**RECORDS TO USE**:
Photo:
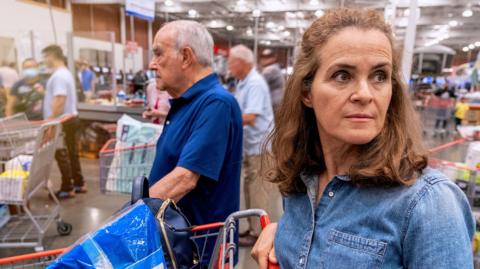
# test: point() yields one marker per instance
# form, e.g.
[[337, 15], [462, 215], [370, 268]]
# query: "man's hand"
[[153, 113], [38, 87], [264, 251], [58, 106], [249, 119], [175, 185]]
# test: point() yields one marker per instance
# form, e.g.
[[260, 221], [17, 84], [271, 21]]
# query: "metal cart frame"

**WHAT TO PRODUCE**: Drop the images, then copy the data exactly.

**PROBLEM SOLUTION**:
Photo:
# test: point() yields one marker per instance
# form, e.g.
[[337, 15], [462, 215], [370, 268]]
# query: "man's hand"
[[153, 113], [38, 87], [264, 251], [58, 106], [249, 119], [175, 185]]
# test: point() yields one marker per instance
# form, e.g.
[[260, 221], [17, 84], [271, 21]]
# query: "metal cart frame"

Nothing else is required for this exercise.